Supplied data
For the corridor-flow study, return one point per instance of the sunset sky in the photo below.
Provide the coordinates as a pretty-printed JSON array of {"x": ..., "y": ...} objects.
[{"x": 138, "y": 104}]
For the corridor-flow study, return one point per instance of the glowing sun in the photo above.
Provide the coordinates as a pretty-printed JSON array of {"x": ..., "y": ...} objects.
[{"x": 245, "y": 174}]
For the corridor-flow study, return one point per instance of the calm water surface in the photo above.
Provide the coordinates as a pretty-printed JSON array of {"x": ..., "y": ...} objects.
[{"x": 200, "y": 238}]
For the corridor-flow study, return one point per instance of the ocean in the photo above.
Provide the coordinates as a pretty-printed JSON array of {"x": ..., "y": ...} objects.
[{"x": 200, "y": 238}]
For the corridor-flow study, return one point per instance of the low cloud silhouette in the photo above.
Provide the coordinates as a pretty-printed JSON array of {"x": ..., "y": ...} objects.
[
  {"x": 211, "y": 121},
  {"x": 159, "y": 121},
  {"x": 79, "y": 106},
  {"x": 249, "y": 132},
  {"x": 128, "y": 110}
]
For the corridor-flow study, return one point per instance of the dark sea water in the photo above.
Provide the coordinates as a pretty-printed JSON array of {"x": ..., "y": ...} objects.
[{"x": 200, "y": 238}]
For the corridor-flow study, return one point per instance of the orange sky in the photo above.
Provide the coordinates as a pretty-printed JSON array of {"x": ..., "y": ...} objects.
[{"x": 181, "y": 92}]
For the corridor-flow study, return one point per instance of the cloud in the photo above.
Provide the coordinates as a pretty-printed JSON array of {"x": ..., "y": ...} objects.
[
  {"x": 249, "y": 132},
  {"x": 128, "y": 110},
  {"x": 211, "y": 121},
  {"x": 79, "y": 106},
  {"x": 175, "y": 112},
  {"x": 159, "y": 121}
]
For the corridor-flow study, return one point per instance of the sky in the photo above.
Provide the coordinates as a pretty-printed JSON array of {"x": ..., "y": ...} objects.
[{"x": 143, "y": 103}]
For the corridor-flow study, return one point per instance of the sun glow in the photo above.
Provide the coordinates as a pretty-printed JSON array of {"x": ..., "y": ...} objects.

Work item
Repeat the material above in full, quoting it exactly.

Solution to the exercise
For the corridor-flow study, return one point per instance of the sunset sky in the photo below.
Provide the coordinates as a pretty-printed JSON array of {"x": ..., "y": ...} objects.
[{"x": 138, "y": 104}]
For the corridor-flow study, return one point per instance of the glowing sun in the photo above.
Provide the coordinates as a pretty-printed JSON array of {"x": ..., "y": ...} objects.
[{"x": 245, "y": 174}]
For the corridor-flow study, return one point per instance of the calm water surface in the photo above.
Provide the coordinates as a pretty-printed JSON array of {"x": ..., "y": ...} objects.
[{"x": 200, "y": 238}]
For the corridor-flow study, return one point per instance of the ocean in the photo above.
Provide the coordinates as a pretty-printed JSON array of {"x": ..., "y": ...} objects.
[{"x": 200, "y": 238}]
For the corridor-flow study, return one point per instance of the low cloud silhouette in the photo above.
Provide the coordinates as a pretty-printed JSON array of {"x": ..., "y": ...} objects.
[
  {"x": 211, "y": 121},
  {"x": 159, "y": 121},
  {"x": 79, "y": 106},
  {"x": 249, "y": 132},
  {"x": 128, "y": 110}
]
For the corridor-flow study, return one point per instance of the dark sea water in the photo above.
Provide the coordinates as a pretty-printed JSON array of {"x": ..., "y": ...} objects.
[{"x": 200, "y": 238}]
For the corridor-flow study, return one point per instance of the orange sky in the photo above.
Provide the coordinates as a pretty-printed JSON array of {"x": ..., "y": ...} objects.
[{"x": 181, "y": 92}]
For the corridor-flow study, return one point per instance of the cloud in the photo above.
Provide the coordinates as a pretty-printed JSON array of {"x": ..., "y": ...} objects.
[
  {"x": 249, "y": 132},
  {"x": 128, "y": 110},
  {"x": 211, "y": 121},
  {"x": 79, "y": 106},
  {"x": 175, "y": 112},
  {"x": 159, "y": 121}
]
For the corridor-flow study, return one point per instance of the sky in the photo above.
Provide the coordinates as a pretty-printed JSON array of {"x": ..., "y": ...} objects.
[{"x": 143, "y": 103}]
For the corridor-flow study, return one point per instance of the sun glow in the photo above.
Provide the coordinates as a pretty-printed JSON array of {"x": ..., "y": ...} objects.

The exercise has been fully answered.